Given request: Pick out every line in the records below that contains the word "mark", and copy those lines. Case matters, so treat uppercase and lowercase letters as different.
--- Start ---
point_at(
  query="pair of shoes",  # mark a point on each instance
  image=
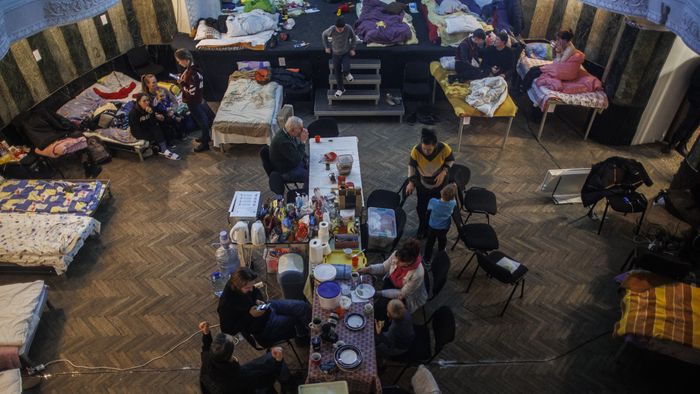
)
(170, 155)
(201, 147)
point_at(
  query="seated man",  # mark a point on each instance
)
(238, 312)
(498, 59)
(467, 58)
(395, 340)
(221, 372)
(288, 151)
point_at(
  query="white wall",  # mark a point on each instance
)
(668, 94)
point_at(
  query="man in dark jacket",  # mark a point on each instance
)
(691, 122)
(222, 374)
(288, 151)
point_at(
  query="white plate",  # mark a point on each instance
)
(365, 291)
--- End ---
--- Start ---
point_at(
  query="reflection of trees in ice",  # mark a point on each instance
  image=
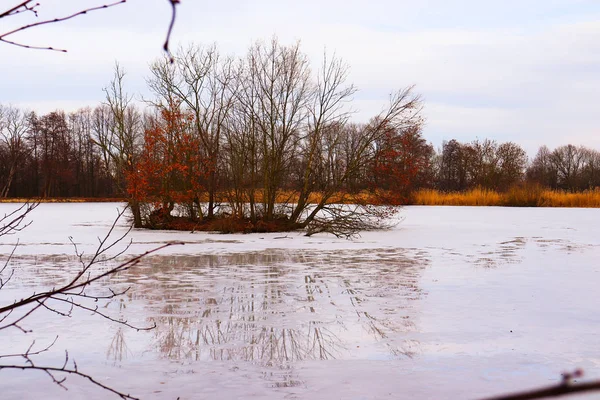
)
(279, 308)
--- End ---
--- Start ---
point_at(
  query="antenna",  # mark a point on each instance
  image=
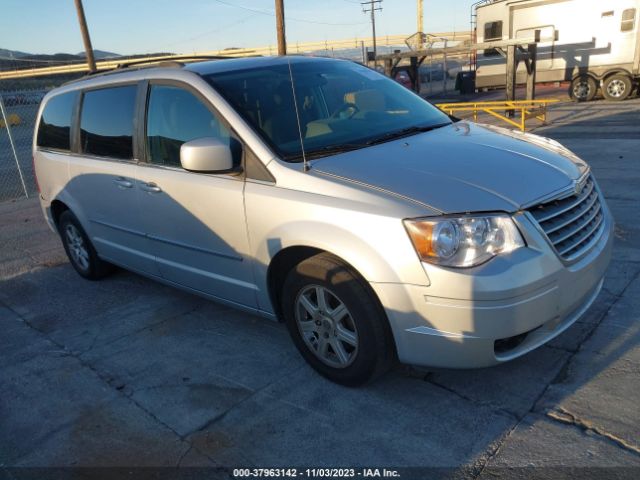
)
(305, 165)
--- End ---
Result of this task:
  query="pair of shoes",  # mark a point on each instance
  query="seated man",  # mark a point on each instance
  query="white wall",  # mark a point on each instance
  query="man in dark jacket",  # mark a point on each instance
  query="white plate",  # mark a point on each instance
  query="reflection of trees in ice",  # mark a point on each instance
  query="antenna",  # mark a point on each instance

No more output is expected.